[Supplied passage]
It would be great if TOSA could grow to relax this limitation, and have a “broad set of hardware implementations would be able to support and optimize for” profile which only allows 4d tensors – we could develop lowering passes that attempt to convert general programs into that form, while not hindering the use of TOSA as a more general “mid-level tensor IR” higher in the stack.

Thanks for that feedback @_sean_silva . It drove some thinking and conversation about this topic since we want TOSA to sit at the compiler/hardware interface in a manner that benefits both sides.

Obviously for hardware targeting, the current TOSA spec defines rank limitations. However, a purely compiler IR form need not have that limitation in place. The way we were thinking was that perhaps we can expand upon the technique we used to express n-D matmul through 3-D matmul in TorchToTosa. In that construct, we use a sequence of reshape/transposes to pack and unpack invariant dims (separately managing broadcasting and non-broadcasting ones).

On to this one, the potential option is to relax TOSA op definitions in the dialect but have a dim packing pass that aligns the forms to hardware constraints as defined by the spec. Thus there’d be the ‘relaxed form’ and the ‘HW constrained form’.

In this case, it would permit n-D tile but that would subsequently be packed to 4D. The real issue here is that it takes detailed analysis to work out that the generalized form can always be converted to the HW constrained form. If that can be effectively resolved, then yes the dialect itself could express the relaxed form, but it requires a verifiable means to convert to the spec-defined limitations though a pass.

Excerpts of location labeling data
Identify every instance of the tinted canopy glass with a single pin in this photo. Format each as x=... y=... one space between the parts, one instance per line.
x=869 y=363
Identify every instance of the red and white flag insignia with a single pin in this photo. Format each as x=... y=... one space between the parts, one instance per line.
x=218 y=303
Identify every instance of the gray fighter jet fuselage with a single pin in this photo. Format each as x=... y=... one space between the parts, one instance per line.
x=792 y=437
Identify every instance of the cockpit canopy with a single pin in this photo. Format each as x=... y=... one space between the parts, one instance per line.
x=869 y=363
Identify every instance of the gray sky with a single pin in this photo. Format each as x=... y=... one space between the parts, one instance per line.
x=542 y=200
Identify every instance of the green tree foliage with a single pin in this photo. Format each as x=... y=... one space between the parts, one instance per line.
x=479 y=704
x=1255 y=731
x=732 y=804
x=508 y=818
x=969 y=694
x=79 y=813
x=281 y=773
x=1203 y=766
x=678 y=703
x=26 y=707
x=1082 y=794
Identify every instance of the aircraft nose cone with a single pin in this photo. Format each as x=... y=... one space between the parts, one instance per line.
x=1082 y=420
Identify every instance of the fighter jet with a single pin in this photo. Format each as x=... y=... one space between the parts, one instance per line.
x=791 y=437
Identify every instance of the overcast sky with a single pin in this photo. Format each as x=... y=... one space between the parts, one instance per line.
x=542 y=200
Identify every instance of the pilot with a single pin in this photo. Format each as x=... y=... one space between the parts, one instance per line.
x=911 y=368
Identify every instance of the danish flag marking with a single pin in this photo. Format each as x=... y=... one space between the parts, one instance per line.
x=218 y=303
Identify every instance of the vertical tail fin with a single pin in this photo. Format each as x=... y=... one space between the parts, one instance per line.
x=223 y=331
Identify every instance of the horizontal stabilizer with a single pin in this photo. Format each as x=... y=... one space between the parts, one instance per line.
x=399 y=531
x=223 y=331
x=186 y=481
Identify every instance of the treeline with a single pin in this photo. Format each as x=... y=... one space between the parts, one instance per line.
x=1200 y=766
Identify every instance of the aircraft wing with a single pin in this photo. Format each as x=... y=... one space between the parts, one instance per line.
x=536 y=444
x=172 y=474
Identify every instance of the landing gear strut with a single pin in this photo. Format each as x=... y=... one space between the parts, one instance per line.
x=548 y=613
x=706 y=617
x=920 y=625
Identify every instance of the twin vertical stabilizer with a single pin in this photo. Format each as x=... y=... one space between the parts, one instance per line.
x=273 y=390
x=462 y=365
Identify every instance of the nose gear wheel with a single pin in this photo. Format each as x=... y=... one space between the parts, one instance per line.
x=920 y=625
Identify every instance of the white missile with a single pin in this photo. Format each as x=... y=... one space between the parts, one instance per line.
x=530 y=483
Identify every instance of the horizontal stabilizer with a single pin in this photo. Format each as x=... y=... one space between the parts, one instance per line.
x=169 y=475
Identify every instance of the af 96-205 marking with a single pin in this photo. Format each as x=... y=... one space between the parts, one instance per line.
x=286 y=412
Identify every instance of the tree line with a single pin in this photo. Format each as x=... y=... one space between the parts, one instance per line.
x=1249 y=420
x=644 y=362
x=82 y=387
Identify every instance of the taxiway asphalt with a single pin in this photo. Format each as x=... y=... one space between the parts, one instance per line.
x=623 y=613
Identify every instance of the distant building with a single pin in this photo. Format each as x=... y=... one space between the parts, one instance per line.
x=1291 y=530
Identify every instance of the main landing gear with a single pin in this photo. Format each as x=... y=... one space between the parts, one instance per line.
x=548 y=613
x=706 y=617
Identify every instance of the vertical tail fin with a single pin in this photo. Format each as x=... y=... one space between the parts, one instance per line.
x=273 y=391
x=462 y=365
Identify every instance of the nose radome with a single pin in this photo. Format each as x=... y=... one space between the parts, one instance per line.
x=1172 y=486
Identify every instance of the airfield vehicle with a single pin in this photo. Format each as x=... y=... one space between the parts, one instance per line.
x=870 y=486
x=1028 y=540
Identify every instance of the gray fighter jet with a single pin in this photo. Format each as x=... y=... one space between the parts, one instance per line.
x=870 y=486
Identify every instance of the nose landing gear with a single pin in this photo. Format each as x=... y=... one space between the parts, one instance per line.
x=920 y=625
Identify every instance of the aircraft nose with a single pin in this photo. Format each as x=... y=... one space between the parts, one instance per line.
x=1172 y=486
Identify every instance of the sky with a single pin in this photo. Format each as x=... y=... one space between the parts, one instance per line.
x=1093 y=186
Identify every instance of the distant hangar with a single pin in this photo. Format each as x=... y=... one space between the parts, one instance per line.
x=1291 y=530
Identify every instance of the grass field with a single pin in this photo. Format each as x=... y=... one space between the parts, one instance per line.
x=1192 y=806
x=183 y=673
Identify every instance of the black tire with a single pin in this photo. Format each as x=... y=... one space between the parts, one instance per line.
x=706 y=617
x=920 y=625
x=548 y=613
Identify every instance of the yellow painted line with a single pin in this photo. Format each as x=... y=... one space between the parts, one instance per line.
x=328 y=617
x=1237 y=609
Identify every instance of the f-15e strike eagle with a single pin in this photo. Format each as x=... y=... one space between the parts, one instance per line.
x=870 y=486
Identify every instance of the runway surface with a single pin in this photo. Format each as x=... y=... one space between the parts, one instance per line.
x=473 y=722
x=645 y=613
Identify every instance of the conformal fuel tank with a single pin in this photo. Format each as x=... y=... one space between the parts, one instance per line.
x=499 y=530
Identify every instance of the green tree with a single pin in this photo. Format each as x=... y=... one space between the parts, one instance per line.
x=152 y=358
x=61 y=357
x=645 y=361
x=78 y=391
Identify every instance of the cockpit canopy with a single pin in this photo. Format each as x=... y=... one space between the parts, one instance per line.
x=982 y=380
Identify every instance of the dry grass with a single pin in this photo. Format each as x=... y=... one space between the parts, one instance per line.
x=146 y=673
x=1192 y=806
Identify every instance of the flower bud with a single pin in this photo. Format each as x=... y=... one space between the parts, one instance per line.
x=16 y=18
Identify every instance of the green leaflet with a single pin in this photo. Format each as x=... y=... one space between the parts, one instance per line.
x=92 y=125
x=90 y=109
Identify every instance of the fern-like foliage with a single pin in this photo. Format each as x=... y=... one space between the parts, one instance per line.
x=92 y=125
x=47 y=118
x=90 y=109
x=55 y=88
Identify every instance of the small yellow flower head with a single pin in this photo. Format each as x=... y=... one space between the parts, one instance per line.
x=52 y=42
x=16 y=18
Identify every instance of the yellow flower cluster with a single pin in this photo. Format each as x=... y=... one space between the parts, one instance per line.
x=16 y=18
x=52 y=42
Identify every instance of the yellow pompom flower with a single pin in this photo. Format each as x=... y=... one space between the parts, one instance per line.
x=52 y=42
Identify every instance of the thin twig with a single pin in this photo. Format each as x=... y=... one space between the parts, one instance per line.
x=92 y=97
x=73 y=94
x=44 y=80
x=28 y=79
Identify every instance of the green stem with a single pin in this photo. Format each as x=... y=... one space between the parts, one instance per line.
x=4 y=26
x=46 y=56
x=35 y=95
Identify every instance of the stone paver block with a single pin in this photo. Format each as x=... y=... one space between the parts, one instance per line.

[Task]
In the TOSA forum post, what are the two forms that relaxing the op definitions and adding a dim packing pass would produce? The entries have no connection to the TOSA forum post.

[Response to the task]
The "relaxed form" and the "HW constrained form."